> [Task statement]: Render every entry exactly as it appears.

Contour annotation records
↓

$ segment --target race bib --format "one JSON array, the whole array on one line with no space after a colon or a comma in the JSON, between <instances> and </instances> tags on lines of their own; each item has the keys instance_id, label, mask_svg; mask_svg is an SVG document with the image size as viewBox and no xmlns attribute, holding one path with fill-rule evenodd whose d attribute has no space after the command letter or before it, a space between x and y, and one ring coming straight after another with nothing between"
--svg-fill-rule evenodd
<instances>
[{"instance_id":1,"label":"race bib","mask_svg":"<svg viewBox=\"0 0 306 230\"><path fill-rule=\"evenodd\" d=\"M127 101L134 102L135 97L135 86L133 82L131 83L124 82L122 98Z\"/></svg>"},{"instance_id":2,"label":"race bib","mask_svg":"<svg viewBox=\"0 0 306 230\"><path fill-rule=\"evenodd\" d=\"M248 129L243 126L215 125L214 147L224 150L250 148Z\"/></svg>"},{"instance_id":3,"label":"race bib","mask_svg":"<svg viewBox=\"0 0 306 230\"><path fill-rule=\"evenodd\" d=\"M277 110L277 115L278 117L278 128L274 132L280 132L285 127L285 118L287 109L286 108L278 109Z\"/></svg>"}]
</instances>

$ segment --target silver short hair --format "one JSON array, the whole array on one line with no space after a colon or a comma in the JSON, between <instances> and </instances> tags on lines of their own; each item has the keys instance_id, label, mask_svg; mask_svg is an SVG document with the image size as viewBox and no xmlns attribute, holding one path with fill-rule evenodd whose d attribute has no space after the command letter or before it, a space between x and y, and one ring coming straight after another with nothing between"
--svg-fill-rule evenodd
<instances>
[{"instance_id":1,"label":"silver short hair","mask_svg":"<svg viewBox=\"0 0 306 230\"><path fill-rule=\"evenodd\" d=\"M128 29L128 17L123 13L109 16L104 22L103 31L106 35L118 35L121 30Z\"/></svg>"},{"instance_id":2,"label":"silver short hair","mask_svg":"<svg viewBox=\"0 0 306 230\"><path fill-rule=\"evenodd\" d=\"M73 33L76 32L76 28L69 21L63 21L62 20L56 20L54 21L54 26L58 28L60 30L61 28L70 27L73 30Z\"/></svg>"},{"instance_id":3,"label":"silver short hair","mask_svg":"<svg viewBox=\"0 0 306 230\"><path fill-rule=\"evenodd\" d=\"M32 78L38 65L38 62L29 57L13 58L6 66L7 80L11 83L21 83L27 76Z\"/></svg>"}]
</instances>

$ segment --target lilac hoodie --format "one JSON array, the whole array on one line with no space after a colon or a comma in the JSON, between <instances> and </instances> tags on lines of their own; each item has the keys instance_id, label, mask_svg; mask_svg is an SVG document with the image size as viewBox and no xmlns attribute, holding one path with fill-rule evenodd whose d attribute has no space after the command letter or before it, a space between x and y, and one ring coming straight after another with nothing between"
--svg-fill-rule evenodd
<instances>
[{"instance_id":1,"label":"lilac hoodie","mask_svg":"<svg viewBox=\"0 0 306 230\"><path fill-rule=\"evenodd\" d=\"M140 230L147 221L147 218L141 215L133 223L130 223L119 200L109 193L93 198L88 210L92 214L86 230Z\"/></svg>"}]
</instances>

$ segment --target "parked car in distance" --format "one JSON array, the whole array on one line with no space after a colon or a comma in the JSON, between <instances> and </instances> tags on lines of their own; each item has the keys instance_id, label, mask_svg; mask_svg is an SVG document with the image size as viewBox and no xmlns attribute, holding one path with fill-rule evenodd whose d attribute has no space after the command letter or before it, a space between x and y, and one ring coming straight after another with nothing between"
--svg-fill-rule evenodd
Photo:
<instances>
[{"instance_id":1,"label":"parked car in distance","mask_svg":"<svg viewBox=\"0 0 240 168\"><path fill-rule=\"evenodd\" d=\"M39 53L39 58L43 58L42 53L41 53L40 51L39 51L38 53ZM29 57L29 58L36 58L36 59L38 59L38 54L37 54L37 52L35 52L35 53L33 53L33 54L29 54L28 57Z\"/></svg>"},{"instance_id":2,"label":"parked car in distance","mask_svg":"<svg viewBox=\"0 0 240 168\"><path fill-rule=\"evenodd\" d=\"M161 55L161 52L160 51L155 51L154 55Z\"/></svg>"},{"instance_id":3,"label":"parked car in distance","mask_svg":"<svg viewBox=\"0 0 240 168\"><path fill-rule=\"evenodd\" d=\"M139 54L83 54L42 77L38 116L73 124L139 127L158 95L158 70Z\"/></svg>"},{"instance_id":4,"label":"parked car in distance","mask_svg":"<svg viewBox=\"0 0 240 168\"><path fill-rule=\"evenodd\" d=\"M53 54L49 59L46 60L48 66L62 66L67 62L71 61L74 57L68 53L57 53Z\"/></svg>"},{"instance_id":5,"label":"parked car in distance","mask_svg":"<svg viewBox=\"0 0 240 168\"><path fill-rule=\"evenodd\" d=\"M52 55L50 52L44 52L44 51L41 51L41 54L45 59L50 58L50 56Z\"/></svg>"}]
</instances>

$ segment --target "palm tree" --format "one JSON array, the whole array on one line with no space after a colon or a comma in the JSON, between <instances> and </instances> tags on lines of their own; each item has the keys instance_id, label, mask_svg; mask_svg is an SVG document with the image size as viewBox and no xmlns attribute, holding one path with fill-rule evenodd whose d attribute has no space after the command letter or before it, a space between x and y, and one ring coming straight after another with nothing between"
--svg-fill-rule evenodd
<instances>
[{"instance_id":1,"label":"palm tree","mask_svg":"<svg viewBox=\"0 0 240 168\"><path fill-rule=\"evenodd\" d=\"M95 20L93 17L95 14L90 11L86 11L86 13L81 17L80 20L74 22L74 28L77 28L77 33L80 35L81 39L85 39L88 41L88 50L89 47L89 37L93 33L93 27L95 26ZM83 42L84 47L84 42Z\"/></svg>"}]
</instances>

↑

> [Solution below]:
$ segment --target race bib --format "one JSON array, the whole array on one line with no space after a colon or a comma in the JSON, between <instances> and </instances> tags on lines of their own; each item has the keys instance_id, label, mask_svg; mask_svg is an SVG document with the image size as viewBox and no xmlns attribute, holding one path with fill-rule evenodd whose d attribute has no space after the command letter or before it, a space between x and y, and one ring coming straight after another with nothing between"
--svg-fill-rule evenodd
<instances>
[{"instance_id":1,"label":"race bib","mask_svg":"<svg viewBox=\"0 0 306 230\"><path fill-rule=\"evenodd\" d=\"M127 101L134 102L135 97L135 86L133 82L131 83L124 82L122 98Z\"/></svg>"},{"instance_id":2,"label":"race bib","mask_svg":"<svg viewBox=\"0 0 306 230\"><path fill-rule=\"evenodd\" d=\"M248 129L243 126L215 125L214 147L224 150L250 148Z\"/></svg>"},{"instance_id":3,"label":"race bib","mask_svg":"<svg viewBox=\"0 0 306 230\"><path fill-rule=\"evenodd\" d=\"M277 110L277 115L278 117L278 128L274 132L280 132L285 127L285 118L287 109L286 108L278 109Z\"/></svg>"}]
</instances>

$ segment --target silver short hair --format "one JSON array, the whole array on one line with no space after a colon or a comma in the JSON, between <instances> and </instances> tags on lines of their own; each item has the keys instance_id, label, mask_svg; mask_svg is an SVG document with the image size as viewBox and no xmlns attribute, holding one path with fill-rule evenodd whose d attribute has no space after the command letter or before it, a space between x and y, and one ring coming straight after another with nothing between"
--svg-fill-rule evenodd
<instances>
[{"instance_id":1,"label":"silver short hair","mask_svg":"<svg viewBox=\"0 0 306 230\"><path fill-rule=\"evenodd\" d=\"M128 29L128 17L123 13L109 16L104 22L103 31L106 35L118 35L121 30Z\"/></svg>"},{"instance_id":2,"label":"silver short hair","mask_svg":"<svg viewBox=\"0 0 306 230\"><path fill-rule=\"evenodd\" d=\"M73 33L76 32L76 28L69 21L63 21L62 20L56 20L54 21L54 26L58 28L60 30L61 28L70 27L73 30Z\"/></svg>"},{"instance_id":3,"label":"silver short hair","mask_svg":"<svg viewBox=\"0 0 306 230\"><path fill-rule=\"evenodd\" d=\"M32 78L38 65L38 62L29 57L13 58L6 66L7 80L11 83L21 83L27 76Z\"/></svg>"}]
</instances>

$ segment --target lilac hoodie --format "one JSON array, the whole array on one line with no space after a colon or a comma in the JSON, between <instances> and </instances> tags on lines of their own; each item has the keys instance_id, label, mask_svg; mask_svg is an SVG document with the image size as viewBox and no xmlns attribute, holding one path with fill-rule evenodd whose d attribute has no space after the command letter or before it, a space between x and y, and one ring coming straight after another with nothing between"
--svg-fill-rule evenodd
<instances>
[{"instance_id":1,"label":"lilac hoodie","mask_svg":"<svg viewBox=\"0 0 306 230\"><path fill-rule=\"evenodd\" d=\"M140 230L147 221L147 218L141 215L133 223L130 223L119 200L109 193L93 198L88 210L92 214L86 230Z\"/></svg>"}]
</instances>

$ segment --target "parked car in distance" --format "one JSON array, the whole array on one line with no space after a colon or a comma in the JSON, between <instances> and </instances> tags on lines of their own; each item has the keys instance_id, label, mask_svg; mask_svg is an SVG document with the image size as viewBox and no xmlns attribute, holding one path with fill-rule evenodd whose d attribute has no space after the command letter or before it, a space between x and y, and one ring coming straight after another with nothing between"
--svg-fill-rule evenodd
Photo:
<instances>
[{"instance_id":1,"label":"parked car in distance","mask_svg":"<svg viewBox=\"0 0 240 168\"><path fill-rule=\"evenodd\" d=\"M39 53L39 58L43 58L42 53L41 53L40 51L39 51L38 53ZM29 57L29 58L36 58L36 59L38 59L38 54L37 54L37 52L35 52L35 53L33 53L33 54L29 54L28 57Z\"/></svg>"},{"instance_id":2,"label":"parked car in distance","mask_svg":"<svg viewBox=\"0 0 240 168\"><path fill-rule=\"evenodd\" d=\"M161 55L161 52L160 51L155 51L154 55Z\"/></svg>"},{"instance_id":3,"label":"parked car in distance","mask_svg":"<svg viewBox=\"0 0 240 168\"><path fill-rule=\"evenodd\" d=\"M139 54L83 54L42 77L38 116L73 124L139 127L158 95L158 70Z\"/></svg>"},{"instance_id":4,"label":"parked car in distance","mask_svg":"<svg viewBox=\"0 0 240 168\"><path fill-rule=\"evenodd\" d=\"M53 54L49 59L46 60L48 66L62 66L67 62L71 61L74 57L68 53L57 53Z\"/></svg>"},{"instance_id":5,"label":"parked car in distance","mask_svg":"<svg viewBox=\"0 0 240 168\"><path fill-rule=\"evenodd\" d=\"M52 55L50 52L44 52L44 51L41 51L41 54L45 59L50 58L50 56Z\"/></svg>"}]
</instances>

$ segment --target "palm tree" --format "one JSON array, the whole array on one line with no space after a colon or a comma in the JSON, between <instances> and </instances> tags on lines of their own; each item has the keys instance_id, label, mask_svg; mask_svg is an SVG document with the image size as viewBox and no xmlns attribute, holding one path with fill-rule evenodd whose d attribute has no space after the command letter or before it, a space between x and y, and one ring coming straight after another with nothing between"
--svg-fill-rule evenodd
<instances>
[{"instance_id":1,"label":"palm tree","mask_svg":"<svg viewBox=\"0 0 240 168\"><path fill-rule=\"evenodd\" d=\"M95 20L93 17L95 14L90 11L86 11L86 13L81 17L80 20L74 22L74 28L77 28L77 33L80 35L81 39L85 39L88 41L88 50L89 47L89 37L93 33L93 27L95 26ZM83 42L84 47L84 42Z\"/></svg>"}]
</instances>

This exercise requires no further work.